Source excerpt:
*-*-*

Faith
Being Human
I grew up in Los Angeles in two opposed worlds. I was the son of an evangelical minister who led a mega-church of 12,000 members. I was also the child of my time and place, the counter-culture of the late 1960s. The drive from our church in the San Fernando Valley to Sunset Boulevard and rock clubs like the Troubadour and the Whiskey crossed boundaries of thought, feeling, and imagination at a greater distance than the Southern hemisphere.
I should have grown up to be, in my way, Billy Graham’s Franklin, Robert Shuller’s son Robert, Pat Robertson’s Gordon, Jerry Falwell’s Jonathan. (Evangelicalism tends to be a family business—my grandfather actually began the intended succession.)
But I had too many troubling thoughts. The good pagans I knew associated with the counter-culture often seemed to be much better people than my fellow Christians. They cared about social justice and adopting a way of life that transcended materialism and social status. They were far more honest about their thoughts and feelings and what drove them. They saw connections between beauty, the arts, sexuality, and the transcendent. They were human in a way that I wanted to be.

*-*-*

Given data:
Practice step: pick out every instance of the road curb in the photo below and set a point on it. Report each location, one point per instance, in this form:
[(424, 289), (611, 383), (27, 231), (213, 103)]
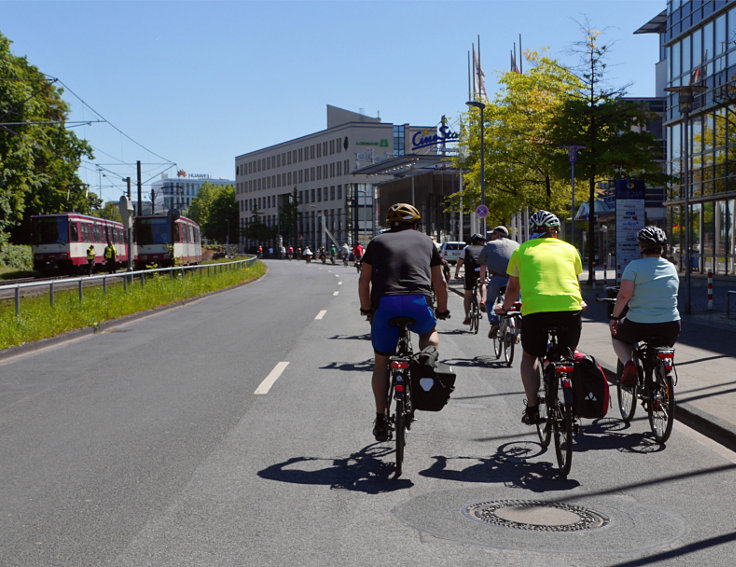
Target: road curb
[(92, 329), (702, 422)]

*-*-*

Tasks and exercises:
a - Answer these questions from the "Being Human" passage, one per line:
(i) How many members did the mega-church led by the writer's father have?
(ii) Which two rock clubs on Sunset Boulevard does the passage name?
(iii) Who, according to the passage, began the intended succession in the family?
b - Summarize the "Being Human" passage in two sentences.

In response:
a -
(i) 12,000 members.
(ii) The Troubadour and the Whiskey.
(iii) The writer's grandfather.

b - The writer grew up in Los Angeles between two opposed worlds: the evangelical mega-church led by a minister father and the counter-culture of the late 1960s. Although expected to succeed in the family's evangelical work, the writer had troubling thoughts, because the counter-culture's "good pagans" often seemed better, more honest, and more concerned with social justice than fellow Christians, and were human in a way the writer wanted to be.